Apache Point Observatory recently had an invasion - but not of the alien variety.


Scientists visiting Apache Point Observatory got to do hands-on work at the observatory. Here, scientists try their hand at the plug plate, where fiber optic cables are assembled into cartridges that go on the telescope at night. (NMSU photo by Audry Olmsted)

The New Mexico State University-operated facility hosted more than 90 members of the Baryon Oscillation Spectroscopic Survey team, part of the Sloan Digital Sky Survey III, for the group's annual meeting.

During the three-day visit, March 24-26, the team met to discuss current and future science to explore using Apache Point, and also toured the observatory. This is the third annual meting of BOSS. Previous meetings have been held in Salt Lake City, Utah, and Paris.

"This is truly an international collaboration," said Mark Klaene, site operations manager. "Of the 93 people we had here, 32 of them were from countries other than the U.S. - Brazil, France, Italy, the United Kingdom and Germany make up the majority. This really is their opportunity ... for them to meet face to face. It may be their only opportunity to do that."

The visiting scientists discussed the various scientific aspects of the data they have collected in the past year, as well as how they are processing the data and what they have discovered so far. They also saw firsthand the different operations happening daily at the site facility.

BOSS is part of SDSS-III, launched in 2008.

René Walterbos, a professor in the Department of Astronomy and also the chair for Astrophysical Research Consortium Board of Governors, said the goal of BOSS is to map out the distances to distant galaxies - and even more distant quasars - to study the large-scale structure of the universe, which reflects an imprint of the very early conditions of the universe after the Big Bang.

"The whole point of this meeting is to establish new collaborations and to discover from each other methods they can use to analyze the data," Walterbos said. "This is wonderful. They come away with a new appreciation for how well this observatory is working."

_Source excerpt_
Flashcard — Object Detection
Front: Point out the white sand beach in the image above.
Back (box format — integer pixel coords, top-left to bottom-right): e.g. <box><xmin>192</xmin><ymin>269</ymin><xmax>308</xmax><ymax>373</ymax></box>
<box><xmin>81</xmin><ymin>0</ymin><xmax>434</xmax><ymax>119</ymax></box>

_Exercise task 1_
Quote the Apache Point Observatory article word for word, beginning at the words "The visiting scientists" and stopping after "launched in 2008.".
_Exercise task 2_
Continue the article about the Apache Point Observatory meeting, picking up after its final sentence.
The material has no connection to the article about the Apache Point Observatory meeting.

_Task result 1_
The visiting scientists discussed the various scientific aspects of the data they have collected in the past year, as well as how they are processing the data and what they have discovered so far. They also saw firsthand the different operations happening daily at the site facility.

BOSS is part of SDSS-III, launched in 2008.

_Task result 2_
For many of the visiting scientists, this was the first - and possibly only - time they were able to visit Apache Point and see the 2.5-meter telescope that is central to the work they are doing.

The other components of SDSS-III are: the Sloan Extension for Galactic Understanding and Exploration (SEGUE-2), the APO Galactic Evolution Experiment (APOGEE), and the Multi-object APO Radial Velocity Exoplanet Large-area Survey (MARVELS).

SEGUE-2 concentrates on mapping the outer Milky Way, continuing the first phase of the project, which mapped the structure and constituents of the disk, thick disk and halo of our galaxy. The APOGEE project looks into the inner galaxy, a region otherwise obscured by interstellar dust, through the use of infrared spectroscopy. Researchers aim to discover extrasolar planetary systems by precision radial velocities through MARVELS. These measurements should also provide new insights into stellar pulsations and variability.

"It's (been) a real treat to have them," Klaene said. "We love being able to show off the facility, and also for them to have a better understanding of what we do. I think it's a fantastic opportunity for them, and it's an equally great opportunity for us."